Stored items from a collection
>> begin

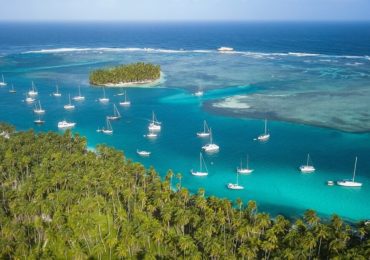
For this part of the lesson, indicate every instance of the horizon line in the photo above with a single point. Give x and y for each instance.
(184, 21)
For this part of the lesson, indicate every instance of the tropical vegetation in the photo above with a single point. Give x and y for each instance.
(59, 200)
(130, 73)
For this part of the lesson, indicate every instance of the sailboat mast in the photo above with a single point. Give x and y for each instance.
(354, 170)
(200, 161)
(265, 126)
(308, 158)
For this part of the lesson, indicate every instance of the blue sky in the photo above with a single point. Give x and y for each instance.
(142, 10)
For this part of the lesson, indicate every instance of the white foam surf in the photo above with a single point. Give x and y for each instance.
(252, 54)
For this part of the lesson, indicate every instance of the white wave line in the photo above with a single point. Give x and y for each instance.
(159, 50)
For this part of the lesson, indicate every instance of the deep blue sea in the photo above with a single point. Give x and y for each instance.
(312, 80)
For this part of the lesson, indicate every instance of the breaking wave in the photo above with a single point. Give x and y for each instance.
(159, 50)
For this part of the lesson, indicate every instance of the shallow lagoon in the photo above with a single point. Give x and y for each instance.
(296, 87)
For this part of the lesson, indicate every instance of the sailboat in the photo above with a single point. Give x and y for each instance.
(246, 170)
(116, 115)
(307, 168)
(104, 99)
(12, 90)
(199, 93)
(39, 121)
(351, 183)
(202, 163)
(29, 99)
(151, 134)
(108, 129)
(126, 102)
(38, 109)
(65, 124)
(33, 92)
(142, 152)
(235, 186)
(79, 97)
(211, 147)
(57, 94)
(154, 125)
(69, 106)
(121, 93)
(205, 132)
(3, 83)
(265, 136)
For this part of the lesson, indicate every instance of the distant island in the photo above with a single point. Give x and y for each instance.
(133, 74)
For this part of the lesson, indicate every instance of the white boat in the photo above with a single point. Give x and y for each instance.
(154, 125)
(39, 121)
(225, 49)
(79, 97)
(205, 132)
(307, 168)
(201, 172)
(116, 115)
(350, 183)
(64, 124)
(104, 99)
(246, 170)
(151, 135)
(143, 153)
(69, 106)
(330, 183)
(126, 102)
(38, 109)
(29, 99)
(199, 93)
(265, 136)
(121, 93)
(57, 94)
(33, 91)
(108, 129)
(235, 186)
(12, 90)
(2, 83)
(211, 147)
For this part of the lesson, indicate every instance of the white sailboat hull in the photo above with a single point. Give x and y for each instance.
(200, 174)
(307, 169)
(125, 103)
(113, 117)
(65, 124)
(244, 170)
(349, 183)
(233, 186)
(211, 148)
(69, 107)
(78, 98)
(264, 137)
(39, 111)
(154, 127)
(202, 134)
(143, 153)
(30, 100)
(103, 100)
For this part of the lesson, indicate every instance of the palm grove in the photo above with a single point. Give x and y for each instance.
(59, 200)
(130, 73)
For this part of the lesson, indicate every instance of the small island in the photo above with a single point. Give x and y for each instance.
(134, 74)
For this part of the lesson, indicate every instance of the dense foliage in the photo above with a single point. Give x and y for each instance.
(60, 201)
(131, 73)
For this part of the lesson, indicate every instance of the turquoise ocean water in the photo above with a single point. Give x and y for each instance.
(277, 66)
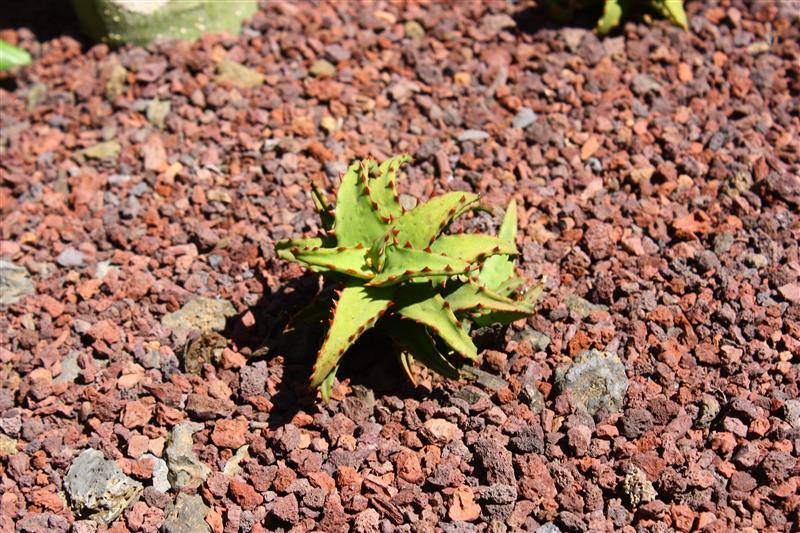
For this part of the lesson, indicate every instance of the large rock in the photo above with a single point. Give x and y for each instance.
(596, 380)
(97, 488)
(15, 282)
(187, 515)
(200, 314)
(185, 469)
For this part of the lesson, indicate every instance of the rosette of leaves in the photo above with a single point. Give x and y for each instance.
(399, 271)
(615, 10)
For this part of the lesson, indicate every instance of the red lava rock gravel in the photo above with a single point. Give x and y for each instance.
(656, 174)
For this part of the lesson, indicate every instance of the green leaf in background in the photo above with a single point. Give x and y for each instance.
(673, 10)
(11, 56)
(612, 13)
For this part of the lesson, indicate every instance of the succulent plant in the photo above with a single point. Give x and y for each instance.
(11, 56)
(615, 10)
(397, 270)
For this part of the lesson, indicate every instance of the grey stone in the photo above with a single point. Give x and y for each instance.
(528, 439)
(539, 341)
(157, 111)
(337, 53)
(69, 368)
(8, 446)
(524, 118)
(485, 379)
(413, 30)
(97, 488)
(233, 466)
(200, 314)
(185, 469)
(187, 515)
(709, 409)
(458, 527)
(792, 413)
(596, 380)
(407, 201)
(548, 528)
(119, 179)
(160, 473)
(36, 95)
(322, 67)
(70, 258)
(207, 348)
(472, 136)
(238, 75)
(103, 150)
(500, 493)
(103, 268)
(637, 487)
(534, 397)
(15, 282)
(642, 84)
(580, 306)
(636, 422)
(115, 85)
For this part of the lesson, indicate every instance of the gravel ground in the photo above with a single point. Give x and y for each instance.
(657, 177)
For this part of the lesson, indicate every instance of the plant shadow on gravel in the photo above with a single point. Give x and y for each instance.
(47, 19)
(533, 19)
(365, 364)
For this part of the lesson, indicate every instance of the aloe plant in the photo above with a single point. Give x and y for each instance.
(11, 56)
(141, 21)
(397, 270)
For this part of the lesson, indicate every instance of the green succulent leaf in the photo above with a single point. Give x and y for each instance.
(396, 261)
(485, 317)
(11, 56)
(322, 206)
(383, 188)
(420, 303)
(498, 269)
(419, 345)
(326, 387)
(420, 226)
(472, 247)
(348, 261)
(356, 311)
(284, 247)
(612, 14)
(407, 263)
(472, 296)
(356, 221)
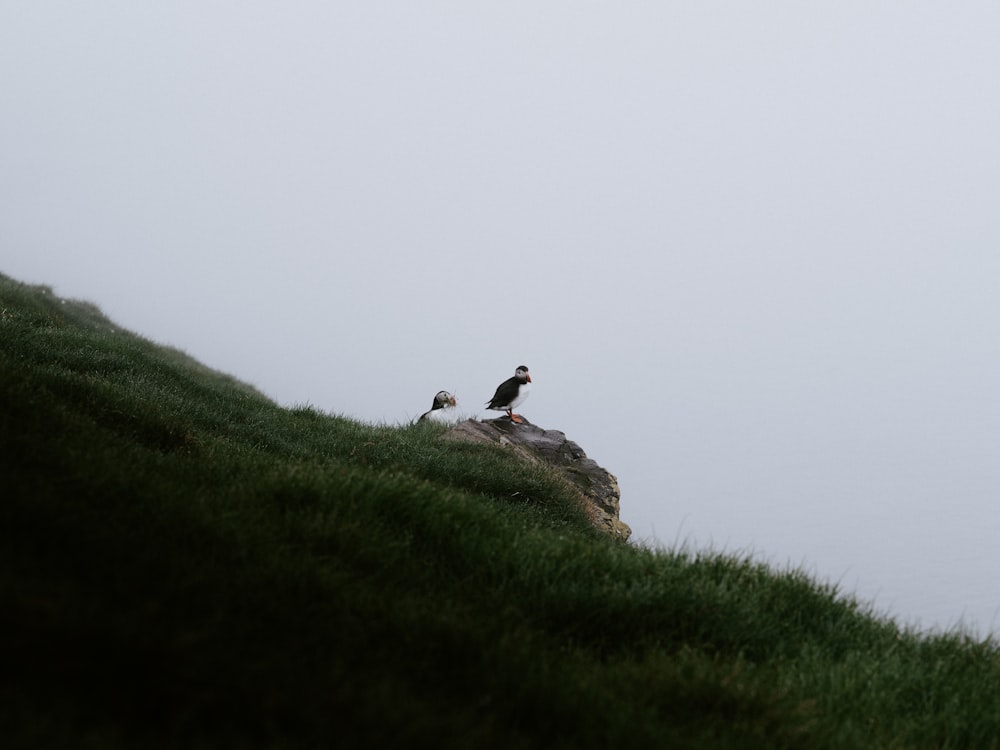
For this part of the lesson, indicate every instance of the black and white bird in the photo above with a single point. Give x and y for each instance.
(510, 393)
(442, 410)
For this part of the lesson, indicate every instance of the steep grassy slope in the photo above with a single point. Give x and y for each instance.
(183, 563)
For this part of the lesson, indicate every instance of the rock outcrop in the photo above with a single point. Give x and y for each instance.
(598, 488)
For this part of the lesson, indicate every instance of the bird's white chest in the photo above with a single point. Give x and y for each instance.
(522, 393)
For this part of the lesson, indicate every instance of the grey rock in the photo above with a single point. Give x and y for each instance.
(600, 495)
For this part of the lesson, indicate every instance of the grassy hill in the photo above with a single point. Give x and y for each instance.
(183, 563)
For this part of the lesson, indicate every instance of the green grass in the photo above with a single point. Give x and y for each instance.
(186, 564)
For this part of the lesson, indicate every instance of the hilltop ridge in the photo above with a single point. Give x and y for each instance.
(184, 563)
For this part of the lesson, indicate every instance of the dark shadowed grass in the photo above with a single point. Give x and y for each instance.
(184, 563)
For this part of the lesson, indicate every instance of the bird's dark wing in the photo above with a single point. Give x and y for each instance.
(506, 392)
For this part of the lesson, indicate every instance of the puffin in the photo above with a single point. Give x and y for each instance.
(510, 393)
(440, 408)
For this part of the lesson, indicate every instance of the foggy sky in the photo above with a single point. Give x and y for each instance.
(750, 251)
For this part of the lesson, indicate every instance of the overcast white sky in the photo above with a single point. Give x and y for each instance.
(750, 251)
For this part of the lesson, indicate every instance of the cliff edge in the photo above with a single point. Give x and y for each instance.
(598, 488)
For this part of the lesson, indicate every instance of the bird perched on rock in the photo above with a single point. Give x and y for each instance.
(510, 393)
(442, 410)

>> end

*Exercise goal*: Reproduce every one of the lines above word for word, leaving out the pictures.

*Result below*:
For this part of the lesson, indicate every instance of the horizon line in the photo above with a single point. Give x and y for each instance.
(184, 21)
For this part of the lesson, indicate every instance of the tropical vegetation in the photo above with a single point. Give x and y for each instance.
(59, 200)
(130, 73)
For this part of the lesson, indicate every instance of the sailboat mast in the photo above with a single point. Give x and y for each instance.
(354, 170)
(200, 161)
(265, 126)
(308, 158)
For this part of the lesson, indicate every instance of the blue sky in the photo above with a single point. Give x and y for each instance.
(142, 10)
For this part of the lesson, indicate every instance of the white foam surf in the photo above with a single point. Give x and y for each instance.
(252, 54)
For this part of the lesson, indicate every instance of the white wave line in the photo above with a single point. Give x and y for each instance.
(159, 50)
For this part of the lesson, indicate every instance of the deep blue sea in the photo above with a single point. Give x and y for each instance.
(312, 80)
For this part of the lesson, indicate every instance of the breaking wave in the photo above with a single point. Give x and y for each instance.
(159, 50)
For this part of the lesson, indicate every instance of the shallow lagoon in the photo above with a single point. Give x and y for each instance.
(296, 87)
For this part of the lesson, indicate every instance of the sailboat in the photo above with a single point. Give x and y for each instance.
(246, 170)
(116, 115)
(307, 168)
(104, 99)
(12, 90)
(199, 93)
(39, 121)
(351, 183)
(202, 163)
(29, 99)
(151, 134)
(108, 129)
(126, 102)
(38, 109)
(65, 124)
(33, 92)
(142, 152)
(235, 186)
(79, 97)
(211, 147)
(57, 94)
(154, 125)
(69, 106)
(121, 93)
(205, 132)
(3, 83)
(265, 136)
For this part of the lesson, indicate every instance of the distant island in the photo above with a single point. Give x and y for each instance.
(133, 74)
For this part of the lesson, indicate every instance of the white boat in the photo above with a single point. Give x and y for each instance.
(154, 125)
(39, 121)
(225, 49)
(79, 97)
(205, 132)
(307, 168)
(201, 172)
(116, 115)
(350, 183)
(64, 124)
(104, 99)
(246, 170)
(151, 135)
(143, 153)
(69, 106)
(330, 183)
(126, 102)
(38, 109)
(29, 99)
(199, 93)
(265, 136)
(121, 93)
(57, 94)
(33, 91)
(108, 129)
(235, 186)
(12, 90)
(2, 83)
(211, 147)
For this part of the lesson, indicate every instance of the white sailboat hull in the photo above with a single point. Give x and y for each instance.
(200, 174)
(307, 169)
(125, 103)
(113, 117)
(65, 124)
(244, 170)
(349, 183)
(233, 186)
(211, 148)
(69, 107)
(78, 98)
(264, 137)
(39, 111)
(154, 127)
(202, 134)
(143, 153)
(30, 100)
(103, 100)
For this part of the lesson, indicate every instance of the palm grove in the photo above with a single point. Give x and y for each instance.
(59, 200)
(130, 73)
For this part of the lesson, indicate every instance of the small island in the photo above with a single point. Give x and y for each instance.
(134, 74)
For this part of the lesson, indicate every instance of the dense foliage in the photo above with a single point. Give x and y for each instance.
(60, 201)
(131, 73)
For this part of the lesson, indicate every instance of the turquoise ocean water in the photo above with a single point. Give x and y for each instance.
(277, 66)
For this part of the lesson, indicate every instance of the large rock in the photo above with a single point. Give x and y for each instance.
(596, 380)
(97, 488)
(15, 282)
(187, 515)
(200, 314)
(185, 469)
For this part of the lesson, indicate every instance of the rosette of leaves in the photo above with a single point. Give x and y for each instance.
(399, 271)
(615, 10)
For this part of the lesson, indicate every instance of the red lava rock gravel in the photo above with a single point. Give x and y for each instance.
(656, 174)
For this part of the lesson, indicate every instance of the green leaf in background in the photo above with a single point. Give x and y for each instance.
(673, 10)
(11, 56)
(612, 13)
For this part of the lesson, indicate every instance of the succulent plant in the photo above with a single point. Give x and y for each instance.
(11, 56)
(615, 10)
(397, 270)
For this part of the lesson, indicate every instance of the grey stone in the photo above with a single point. Give x and y for each instance.
(528, 439)
(539, 341)
(157, 111)
(337, 53)
(69, 368)
(8, 446)
(524, 118)
(485, 379)
(413, 30)
(97, 488)
(233, 466)
(200, 314)
(185, 469)
(187, 515)
(709, 409)
(458, 527)
(792, 413)
(596, 380)
(407, 201)
(548, 528)
(119, 179)
(160, 473)
(36, 95)
(322, 67)
(70, 258)
(207, 348)
(472, 136)
(238, 75)
(103, 150)
(500, 493)
(103, 268)
(637, 487)
(534, 397)
(15, 282)
(642, 84)
(580, 306)
(636, 422)
(115, 85)
For this part of the lesson, indicate every instance of the gravel ground in the photo above with a single point. Give x and y for each instance.
(657, 177)
For this part of the lesson, indicate every instance of the plant shadow on gravel in the photo above with a single point. Give x and y for each instance.
(47, 19)
(533, 19)
(365, 364)
For this part of the lesson, indicate every instance of the aloe plant in the photo above with a single point. Give x and y for each instance.
(11, 56)
(141, 21)
(397, 270)
For this part of the lesson, indicate every instance of the green succulent leaf in the photo above with a single point. Give x and y for each instance.
(396, 261)
(485, 317)
(11, 56)
(322, 206)
(383, 188)
(420, 303)
(498, 269)
(419, 345)
(326, 387)
(420, 226)
(472, 247)
(348, 261)
(356, 311)
(284, 247)
(612, 14)
(407, 263)
(472, 296)
(356, 221)
For this part of the lesson, indicate every instance of the black and white bird in the photo above with a single point. Give x and y for each instance.
(510, 393)
(442, 410)
For this part of the lesson, indicate every instance of the steep grassy slope in the photo above with a single point. Give x and y for each instance.
(183, 563)
For this part of the lesson, indicate every instance of the rock outcrop in the photo above with a single point. Give x and y for each instance.
(598, 488)
For this part of the lesson, indicate every instance of the bird's white chest in the photo above with a single point. Give x and y for each instance.
(522, 393)
For this part of the lesson, indicate every instance of the grey rock in the photo above with a single point. Give x and y for each instance.
(600, 495)
For this part of the lesson, indicate every instance of the grassy hill in the photo above with a single point. Give x and y for each instance.
(183, 563)
For this part of the lesson, indicate every instance of the green grass in the photo above with a single point. Give x and y for each instance.
(186, 564)
For this part of the lesson, indicate every instance of the hilltop ridge in the photo above with a single point. Give x and y for each instance.
(184, 563)
For this part of the lesson, indicate every instance of the dark shadowed grass in the photo above with a single point. Give x and y for each instance.
(184, 563)
For this part of the lesson, indicate every instance of the bird's dark wing in the photo above with a single point. Give x and y for each instance.
(506, 392)
For this part of the lesson, indicate every instance of the puffin in the photo above with a single point. Give x and y for each instance.
(510, 393)
(440, 408)
For this part of the lesson, indicate every instance of the foggy sky in the photo above with a single point. Give x and y for each instance.
(750, 251)
For this part of the lesson, indicate every instance of the overcast white sky in the photo above with a single point. Give x and y for each instance.
(750, 251)
For this part of the lesson, indicate every instance of the cliff edge in the photo above with a single point. Give x and y for each instance.
(598, 488)
For this part of the lesson, indicate every instance of the bird perched on rock in the photo above with a single point. Give x and y for each instance.
(510, 393)
(442, 410)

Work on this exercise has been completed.